■ Task to complete
Write out every row below word for word, leaving out the picture.

******

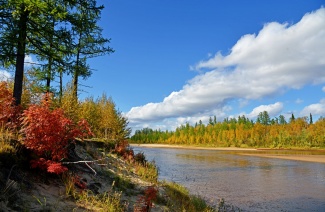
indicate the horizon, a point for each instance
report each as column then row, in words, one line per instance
column 177, row 63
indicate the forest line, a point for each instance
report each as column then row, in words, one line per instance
column 299, row 132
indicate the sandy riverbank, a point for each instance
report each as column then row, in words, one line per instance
column 319, row 158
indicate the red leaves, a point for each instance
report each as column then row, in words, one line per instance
column 50, row 166
column 48, row 133
column 9, row 113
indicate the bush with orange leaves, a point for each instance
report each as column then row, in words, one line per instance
column 9, row 113
column 48, row 133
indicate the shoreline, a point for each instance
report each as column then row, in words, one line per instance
column 320, row 158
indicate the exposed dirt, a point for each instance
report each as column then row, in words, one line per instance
column 23, row 189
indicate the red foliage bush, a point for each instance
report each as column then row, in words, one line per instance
column 145, row 203
column 47, row 133
column 9, row 113
column 122, row 148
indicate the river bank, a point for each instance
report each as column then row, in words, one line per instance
column 269, row 153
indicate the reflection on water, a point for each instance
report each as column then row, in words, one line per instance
column 248, row 182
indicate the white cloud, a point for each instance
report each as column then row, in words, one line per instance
column 278, row 58
column 272, row 109
column 314, row 109
column 4, row 75
column 29, row 61
column 299, row 101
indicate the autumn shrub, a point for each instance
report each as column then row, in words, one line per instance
column 47, row 133
column 122, row 148
column 9, row 113
column 145, row 202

******

■ Solution
indicate the horizon, a point for each instance
report each as column then row, in words, one line per instance
column 177, row 63
indicate the forest line, a point for each instance
report each as column then row, in words, one line per instance
column 299, row 132
indicate the sandy riverbank, a point for each instance
report each as column then row, in words, one line per instance
column 319, row 158
indicate the red leaves, a point for each instance
report each as column then row, in words, one line per instance
column 50, row 166
column 48, row 133
column 9, row 113
indicate the bush with orange leaves, a point for each instance
report each as column then row, in words, one line per instance
column 9, row 113
column 48, row 133
indicate the shoreline, a point for each instance
report each as column then row, in words, one line per instance
column 320, row 158
indicate the exposed dirt, a point for each instance
report each as column then row, in words, one line per instance
column 23, row 189
indicate the red foliage bush, a point for each instance
report each as column then row, in words, one line per instance
column 145, row 203
column 47, row 133
column 9, row 113
column 122, row 148
indicate the river bank, a point for each instance
report each as column then row, in words, one line per instance
column 269, row 153
indicate the reflection on water, a point for each instance
report each as column then row, in words, one line per instance
column 248, row 182
indicate the white cloud, a point for each instance
report each as column then row, in words, one line per instance
column 278, row 58
column 272, row 109
column 314, row 109
column 4, row 75
column 29, row 61
column 299, row 101
indicate the autumn shrub, a point for each instance
report each as column then row, in words, one line per instance
column 47, row 133
column 122, row 148
column 9, row 113
column 145, row 202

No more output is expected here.